◆ **WHAT IS REQUIRED**
Please retype the records below, starting with the line containing "Expected: one point per instance of the side mirror, with" and going on through the line containing "[[323, 518]]", with both of those lines included.

Lines of data:

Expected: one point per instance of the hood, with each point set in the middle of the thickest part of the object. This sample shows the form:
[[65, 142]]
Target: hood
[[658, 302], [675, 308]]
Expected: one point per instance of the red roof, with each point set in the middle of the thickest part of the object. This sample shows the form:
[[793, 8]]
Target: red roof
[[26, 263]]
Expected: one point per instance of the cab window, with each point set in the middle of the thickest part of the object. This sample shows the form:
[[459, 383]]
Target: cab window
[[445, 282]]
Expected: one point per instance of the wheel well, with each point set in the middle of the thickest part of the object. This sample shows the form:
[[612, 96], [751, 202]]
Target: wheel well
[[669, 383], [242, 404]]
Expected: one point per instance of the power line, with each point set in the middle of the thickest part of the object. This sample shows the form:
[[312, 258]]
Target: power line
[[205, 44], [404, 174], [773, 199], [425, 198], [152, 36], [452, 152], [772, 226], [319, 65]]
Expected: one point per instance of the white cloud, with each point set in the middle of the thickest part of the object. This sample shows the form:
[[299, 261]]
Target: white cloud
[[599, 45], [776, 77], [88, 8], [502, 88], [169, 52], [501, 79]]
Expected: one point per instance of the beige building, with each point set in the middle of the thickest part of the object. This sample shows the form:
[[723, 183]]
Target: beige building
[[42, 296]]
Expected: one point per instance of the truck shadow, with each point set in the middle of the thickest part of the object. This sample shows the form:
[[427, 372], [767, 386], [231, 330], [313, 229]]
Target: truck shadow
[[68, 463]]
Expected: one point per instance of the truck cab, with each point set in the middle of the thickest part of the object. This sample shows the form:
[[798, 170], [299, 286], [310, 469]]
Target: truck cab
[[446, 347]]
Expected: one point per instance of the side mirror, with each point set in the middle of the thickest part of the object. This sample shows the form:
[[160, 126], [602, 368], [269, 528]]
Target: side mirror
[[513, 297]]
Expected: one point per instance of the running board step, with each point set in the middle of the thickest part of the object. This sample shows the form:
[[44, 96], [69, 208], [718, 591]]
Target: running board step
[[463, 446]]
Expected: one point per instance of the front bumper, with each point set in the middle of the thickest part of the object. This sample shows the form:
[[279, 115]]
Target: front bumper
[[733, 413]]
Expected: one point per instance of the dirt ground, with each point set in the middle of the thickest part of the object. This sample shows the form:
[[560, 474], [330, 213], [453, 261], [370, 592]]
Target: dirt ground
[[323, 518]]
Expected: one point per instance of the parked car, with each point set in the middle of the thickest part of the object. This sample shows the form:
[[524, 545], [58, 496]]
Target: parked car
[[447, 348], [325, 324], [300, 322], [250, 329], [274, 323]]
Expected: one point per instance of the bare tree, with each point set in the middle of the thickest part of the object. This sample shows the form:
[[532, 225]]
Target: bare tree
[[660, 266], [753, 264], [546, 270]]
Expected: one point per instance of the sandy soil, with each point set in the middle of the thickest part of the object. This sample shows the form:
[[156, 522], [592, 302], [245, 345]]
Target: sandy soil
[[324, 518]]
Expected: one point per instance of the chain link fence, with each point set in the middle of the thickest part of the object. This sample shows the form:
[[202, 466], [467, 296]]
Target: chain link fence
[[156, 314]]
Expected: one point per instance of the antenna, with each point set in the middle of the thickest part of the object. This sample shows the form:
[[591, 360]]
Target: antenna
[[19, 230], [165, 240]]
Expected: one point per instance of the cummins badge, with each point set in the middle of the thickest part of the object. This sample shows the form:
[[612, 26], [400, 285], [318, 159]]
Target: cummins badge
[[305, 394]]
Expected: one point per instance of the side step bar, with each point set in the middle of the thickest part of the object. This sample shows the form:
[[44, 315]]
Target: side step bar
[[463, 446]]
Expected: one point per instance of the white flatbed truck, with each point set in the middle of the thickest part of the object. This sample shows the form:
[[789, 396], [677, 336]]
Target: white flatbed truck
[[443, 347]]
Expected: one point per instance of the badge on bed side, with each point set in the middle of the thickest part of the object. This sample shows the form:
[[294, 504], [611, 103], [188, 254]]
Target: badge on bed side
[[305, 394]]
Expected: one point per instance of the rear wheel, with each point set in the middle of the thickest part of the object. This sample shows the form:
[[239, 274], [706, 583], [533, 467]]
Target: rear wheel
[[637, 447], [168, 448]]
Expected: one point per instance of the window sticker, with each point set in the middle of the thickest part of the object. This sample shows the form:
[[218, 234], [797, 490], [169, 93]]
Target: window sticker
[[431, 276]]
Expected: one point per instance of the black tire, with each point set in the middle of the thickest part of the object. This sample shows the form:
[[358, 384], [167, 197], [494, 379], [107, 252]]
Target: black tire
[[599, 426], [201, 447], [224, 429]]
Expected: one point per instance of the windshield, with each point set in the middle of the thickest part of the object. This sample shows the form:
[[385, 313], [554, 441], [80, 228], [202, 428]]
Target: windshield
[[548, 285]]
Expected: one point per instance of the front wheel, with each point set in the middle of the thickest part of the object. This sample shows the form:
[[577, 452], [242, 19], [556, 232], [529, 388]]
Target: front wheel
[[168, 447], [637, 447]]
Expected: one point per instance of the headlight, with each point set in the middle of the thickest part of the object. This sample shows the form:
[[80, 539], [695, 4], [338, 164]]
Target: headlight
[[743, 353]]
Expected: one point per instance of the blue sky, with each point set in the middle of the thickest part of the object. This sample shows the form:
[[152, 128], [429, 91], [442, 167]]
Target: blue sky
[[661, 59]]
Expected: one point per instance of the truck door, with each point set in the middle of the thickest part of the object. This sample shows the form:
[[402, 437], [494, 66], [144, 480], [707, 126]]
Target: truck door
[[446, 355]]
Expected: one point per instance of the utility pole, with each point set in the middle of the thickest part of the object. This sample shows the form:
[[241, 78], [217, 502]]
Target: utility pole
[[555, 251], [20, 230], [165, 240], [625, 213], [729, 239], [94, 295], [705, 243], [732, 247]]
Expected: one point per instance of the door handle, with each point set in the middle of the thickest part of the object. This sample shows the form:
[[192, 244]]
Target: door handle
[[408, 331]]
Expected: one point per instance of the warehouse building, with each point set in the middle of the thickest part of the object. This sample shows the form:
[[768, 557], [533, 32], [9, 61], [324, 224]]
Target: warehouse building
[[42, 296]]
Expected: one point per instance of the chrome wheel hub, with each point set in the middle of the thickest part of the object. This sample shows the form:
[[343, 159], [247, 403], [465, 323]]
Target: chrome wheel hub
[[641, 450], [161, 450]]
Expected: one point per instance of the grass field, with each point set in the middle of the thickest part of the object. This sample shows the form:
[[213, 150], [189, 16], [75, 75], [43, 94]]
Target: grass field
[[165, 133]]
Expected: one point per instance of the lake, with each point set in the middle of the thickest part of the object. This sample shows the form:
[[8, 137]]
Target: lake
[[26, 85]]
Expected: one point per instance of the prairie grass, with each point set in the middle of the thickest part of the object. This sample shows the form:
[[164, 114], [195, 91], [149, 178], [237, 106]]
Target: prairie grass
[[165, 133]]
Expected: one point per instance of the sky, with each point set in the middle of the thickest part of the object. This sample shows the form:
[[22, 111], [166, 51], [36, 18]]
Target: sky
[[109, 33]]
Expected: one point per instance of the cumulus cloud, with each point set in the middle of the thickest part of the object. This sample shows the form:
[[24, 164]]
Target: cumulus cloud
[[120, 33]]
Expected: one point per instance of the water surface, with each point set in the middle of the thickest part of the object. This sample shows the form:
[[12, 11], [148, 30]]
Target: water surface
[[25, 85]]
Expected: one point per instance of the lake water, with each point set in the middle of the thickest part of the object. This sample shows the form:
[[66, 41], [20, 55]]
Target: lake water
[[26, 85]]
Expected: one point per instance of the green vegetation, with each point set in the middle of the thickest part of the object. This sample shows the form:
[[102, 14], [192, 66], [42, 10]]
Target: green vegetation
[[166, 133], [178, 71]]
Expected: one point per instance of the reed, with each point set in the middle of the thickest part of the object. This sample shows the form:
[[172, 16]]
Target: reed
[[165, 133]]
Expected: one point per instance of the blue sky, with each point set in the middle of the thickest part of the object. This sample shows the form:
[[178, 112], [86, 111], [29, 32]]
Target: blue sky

◆ **EXPECTED OUTPUT**
Expected: one point per instance of the side mirror, with each point set in the middle of the thickest part of the object. This sample shows the form:
[[160, 126], [602, 368], [269, 528]]
Target: side mirror
[[513, 297]]
Expected: one point per instance of the running board step, with each point set in the middle of the thickest part of the object. This sample shows the form:
[[44, 96], [69, 208], [718, 591]]
Target: running board step
[[463, 446]]
Expected: one point per instance of the front bumper, with each point set in the middle of the thickest part of the object. This sample shows the form:
[[279, 115]]
Target: front bumper
[[733, 413]]
Expected: one point per instance of the dirt ground, with each point set in the middle of the thickest part of the object. This sample shows the form:
[[560, 474], [330, 213], [453, 261], [370, 592]]
Target: dirt ground
[[323, 518]]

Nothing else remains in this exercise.